DA FARE
Riprendi la descrizione della tela con la santa e l'aguzzino e portala avanti dopo l'ultima frase.

TESTO SCELTO

________________________________________

L'artista, aiutato da fratello, si dedicò a questo soggetto anche nella tela di grandi dimensioni della basilica di Santa Giustina a Padova, una scena più ricca di personaggi e di movimento.
La santa si trova al centro della scena, inginocchiata, mentre un aguzzino di colore, alle sue spalle, la sta per pugnalare in petto. Assistono alla scena due coppie di personaggi su ciascun lato, alquanto distaccati, come personaggi di teatro.
Sullo sfondo si rivela un lontano paesaggio, dall'orizzonte molto basso che fa torreggiare ancora di più le figure. Il candore virginale della santa è evidenziato, oltre che dal contrasto con la pelle del "moro", anche dal colonnato marmoreo dello stesso colore che si trova pressoché al centro della scena, e che dà il un solenne ritmo classico all'intera composizione: le colonne sono alte quanto le figure, generando un serrato ritmo di masse verticali. I due personaggi di sinistra, col turbante alla turca, si sporgono leggermente in avanti, poggiati su due bastoni, creando un movimento in diagonale che riprende l'incinazione dell'aguzzino e le linee ideali della fuga prospettica, evitando uno schema compositivo troppo rigido e statico.

________________________________________

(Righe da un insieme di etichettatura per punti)
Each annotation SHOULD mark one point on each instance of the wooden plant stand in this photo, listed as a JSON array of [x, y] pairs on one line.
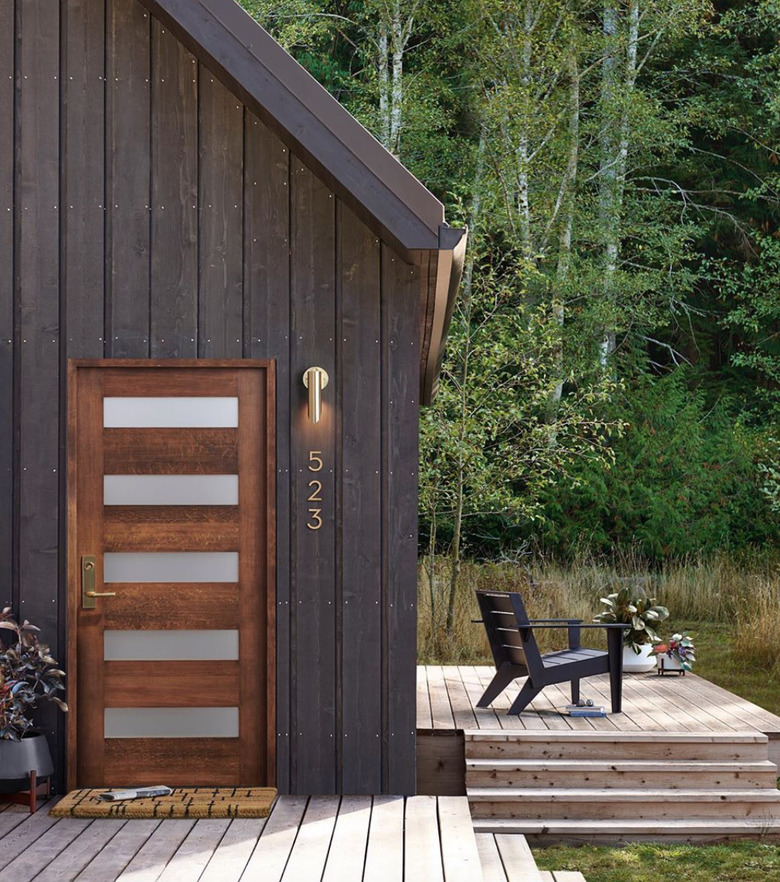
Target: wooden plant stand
[[29, 797]]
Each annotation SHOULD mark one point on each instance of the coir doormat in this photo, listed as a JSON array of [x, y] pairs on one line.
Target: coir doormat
[[184, 802]]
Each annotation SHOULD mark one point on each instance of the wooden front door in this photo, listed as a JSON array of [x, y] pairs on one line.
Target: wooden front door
[[171, 590]]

________________________________________

RISULTATO
Piccoli accenni ad altre architetture si trovano alle estremità: la trabeazione di un tempio e l'imposta di un arco. In basso a sinistra, su un grandino tondeggiante, si trova la corona deposta della santa: il suo status regale è testimoniato anche dalla ricchezza dell'abito che indossa, composto da sete cangianti che accendono improvvisi bagliori di notevole raffinatezza.
Le sperimentazioni sul colore (rimesse in luce dal restauro del 1988), il senso teatrale e la complicata impaginazione formale dimostrano sicuramente l'autografia del lavoro, sebbene l'esatta collocazione temporale dell'opera sia stata a lungo dibattuta, arrivando a oscillare nell'arco di un quindicennio.